▶ **Excerpt to read**
Twitter, Facebook and Linkedin. Who would have thought that these big three social media sites would have become mainstream recruitment tools to attracting great candidates?
But with a staggering 346 million people who read blogs globally, 2.5 billion photos added to Facebook monthly, and an estimated 75million twitter user accounts, social media provides organisations with a readily available pool of talent.
Browse the web and you will easily find numerous debates on the pros and cons of social media recruitment. However, the conclusion which most research and debates derive is usually ‘those who miss out would eventually lose out’.
So to help guide you, we’ve aggregated some of the advantages and disadvantages of using the big three social networks (i.e Twitter, Facebook & LinkedIn) to recruit:
- Use for market research e.g. send out an question to followers for rapid response answers
- Great traffic driver – link to your recruitment blog or careers site, tweet about new job openings
- Excellent multi-site accessibility – accessible from hundreds of different widgets, tools or applications
- You can automate (blog) feeds into your twitter account
- Massive reach – a huge ever-growing audience
- Not a very effective method to broadcast content (jobs or news) with no other interaction – it’s about relationships and conversations
- Too much noise – lots of (often useless) messages which also have a low shelf life
- The 140 character limit can be very restrictive
- Measurement and return on investment can be very tricky
- Mass audience – one of the world’s biggest networks!
- Better targeting for recruiters with Facebook Social advertising
- Recruiters also have the option to have display advertising which is based on the traditional cost-per-click or cost-per-impression model
- Reach (passive) candidates in their natural environment
- With the right tool (e.g. application, game, etc), a recruitment campaign could become viral
- Recruiters can create a free Facebook Page to showcase their organisation and career opportunities (much like a careers site)

▶ **The data**
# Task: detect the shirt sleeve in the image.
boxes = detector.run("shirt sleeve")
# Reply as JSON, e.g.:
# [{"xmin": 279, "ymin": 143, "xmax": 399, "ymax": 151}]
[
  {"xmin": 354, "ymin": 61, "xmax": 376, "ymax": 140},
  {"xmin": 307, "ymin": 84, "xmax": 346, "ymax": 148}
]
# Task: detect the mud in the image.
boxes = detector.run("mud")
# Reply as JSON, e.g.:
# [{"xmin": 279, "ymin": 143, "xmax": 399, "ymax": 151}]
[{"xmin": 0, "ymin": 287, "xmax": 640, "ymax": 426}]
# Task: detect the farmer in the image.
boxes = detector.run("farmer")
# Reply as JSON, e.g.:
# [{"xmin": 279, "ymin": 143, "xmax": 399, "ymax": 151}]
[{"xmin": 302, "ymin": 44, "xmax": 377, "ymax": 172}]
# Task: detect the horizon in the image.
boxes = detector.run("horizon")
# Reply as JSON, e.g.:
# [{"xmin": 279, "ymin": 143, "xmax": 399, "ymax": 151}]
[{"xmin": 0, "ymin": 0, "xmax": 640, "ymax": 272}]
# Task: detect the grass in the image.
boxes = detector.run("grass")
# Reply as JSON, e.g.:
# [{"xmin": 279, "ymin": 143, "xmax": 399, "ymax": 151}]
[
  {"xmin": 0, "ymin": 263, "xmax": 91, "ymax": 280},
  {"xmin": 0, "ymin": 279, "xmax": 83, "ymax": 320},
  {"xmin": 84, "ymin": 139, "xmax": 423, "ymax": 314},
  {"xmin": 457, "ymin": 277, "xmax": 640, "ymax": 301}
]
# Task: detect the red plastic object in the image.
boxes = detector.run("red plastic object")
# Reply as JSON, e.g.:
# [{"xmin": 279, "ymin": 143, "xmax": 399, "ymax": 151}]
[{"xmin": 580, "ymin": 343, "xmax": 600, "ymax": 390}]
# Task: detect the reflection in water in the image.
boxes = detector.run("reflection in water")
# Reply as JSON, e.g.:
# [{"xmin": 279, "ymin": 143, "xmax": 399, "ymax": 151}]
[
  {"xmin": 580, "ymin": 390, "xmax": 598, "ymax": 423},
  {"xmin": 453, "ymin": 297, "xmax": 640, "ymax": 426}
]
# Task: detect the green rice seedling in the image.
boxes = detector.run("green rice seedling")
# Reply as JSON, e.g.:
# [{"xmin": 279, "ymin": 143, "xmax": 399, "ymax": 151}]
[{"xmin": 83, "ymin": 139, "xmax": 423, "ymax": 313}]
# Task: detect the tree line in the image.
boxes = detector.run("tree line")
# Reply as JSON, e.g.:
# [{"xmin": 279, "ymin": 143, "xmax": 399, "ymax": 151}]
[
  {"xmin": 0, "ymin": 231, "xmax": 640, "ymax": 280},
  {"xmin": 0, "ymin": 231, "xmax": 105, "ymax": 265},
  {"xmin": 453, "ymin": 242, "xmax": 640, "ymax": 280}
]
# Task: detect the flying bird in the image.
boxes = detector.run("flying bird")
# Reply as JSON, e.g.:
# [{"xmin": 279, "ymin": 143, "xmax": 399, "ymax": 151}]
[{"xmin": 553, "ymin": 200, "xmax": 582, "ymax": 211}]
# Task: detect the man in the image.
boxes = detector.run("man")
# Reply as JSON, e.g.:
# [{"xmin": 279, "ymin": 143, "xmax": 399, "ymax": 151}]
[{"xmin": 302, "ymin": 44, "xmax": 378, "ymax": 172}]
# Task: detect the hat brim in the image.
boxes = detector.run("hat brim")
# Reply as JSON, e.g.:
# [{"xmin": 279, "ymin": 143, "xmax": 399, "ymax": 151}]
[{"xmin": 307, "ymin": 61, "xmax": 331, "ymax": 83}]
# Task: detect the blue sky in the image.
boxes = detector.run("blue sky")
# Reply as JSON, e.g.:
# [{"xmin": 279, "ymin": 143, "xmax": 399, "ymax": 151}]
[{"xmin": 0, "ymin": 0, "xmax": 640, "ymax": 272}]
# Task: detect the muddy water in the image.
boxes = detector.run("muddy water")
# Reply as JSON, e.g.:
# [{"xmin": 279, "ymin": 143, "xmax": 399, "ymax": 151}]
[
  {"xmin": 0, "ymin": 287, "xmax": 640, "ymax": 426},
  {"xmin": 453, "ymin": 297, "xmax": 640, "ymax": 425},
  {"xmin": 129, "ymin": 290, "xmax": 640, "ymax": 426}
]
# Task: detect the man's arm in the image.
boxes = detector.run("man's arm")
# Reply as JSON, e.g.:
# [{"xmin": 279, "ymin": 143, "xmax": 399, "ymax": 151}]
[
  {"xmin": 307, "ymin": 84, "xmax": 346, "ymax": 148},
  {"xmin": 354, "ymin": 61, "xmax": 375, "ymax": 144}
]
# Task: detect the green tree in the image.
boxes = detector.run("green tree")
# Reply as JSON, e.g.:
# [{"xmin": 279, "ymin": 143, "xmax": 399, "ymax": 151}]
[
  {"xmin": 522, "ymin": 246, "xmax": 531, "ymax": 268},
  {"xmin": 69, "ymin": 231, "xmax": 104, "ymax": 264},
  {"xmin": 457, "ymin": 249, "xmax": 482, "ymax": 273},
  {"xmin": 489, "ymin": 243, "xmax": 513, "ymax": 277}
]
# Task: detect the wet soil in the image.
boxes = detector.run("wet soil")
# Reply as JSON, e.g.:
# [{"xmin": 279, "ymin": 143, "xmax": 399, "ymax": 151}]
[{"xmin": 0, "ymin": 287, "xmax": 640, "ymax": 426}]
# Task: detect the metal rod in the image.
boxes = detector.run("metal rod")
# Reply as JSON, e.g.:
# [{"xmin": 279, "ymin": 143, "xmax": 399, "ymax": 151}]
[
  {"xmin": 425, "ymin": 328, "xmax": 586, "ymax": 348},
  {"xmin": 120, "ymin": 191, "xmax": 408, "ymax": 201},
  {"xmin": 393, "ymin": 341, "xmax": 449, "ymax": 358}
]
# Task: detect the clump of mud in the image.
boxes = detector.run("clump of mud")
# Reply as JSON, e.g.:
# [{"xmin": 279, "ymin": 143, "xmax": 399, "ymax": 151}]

▶ **Task details**
According to the article on social media recruitment, why is broadcasting jobs or news with no other interaction not a very effective method? Answer in one to three sentences.

▶ **Result of the exercise**
It is not very effective because the medium is about relationships and conversations. Posting jobs or news without interacting misses that.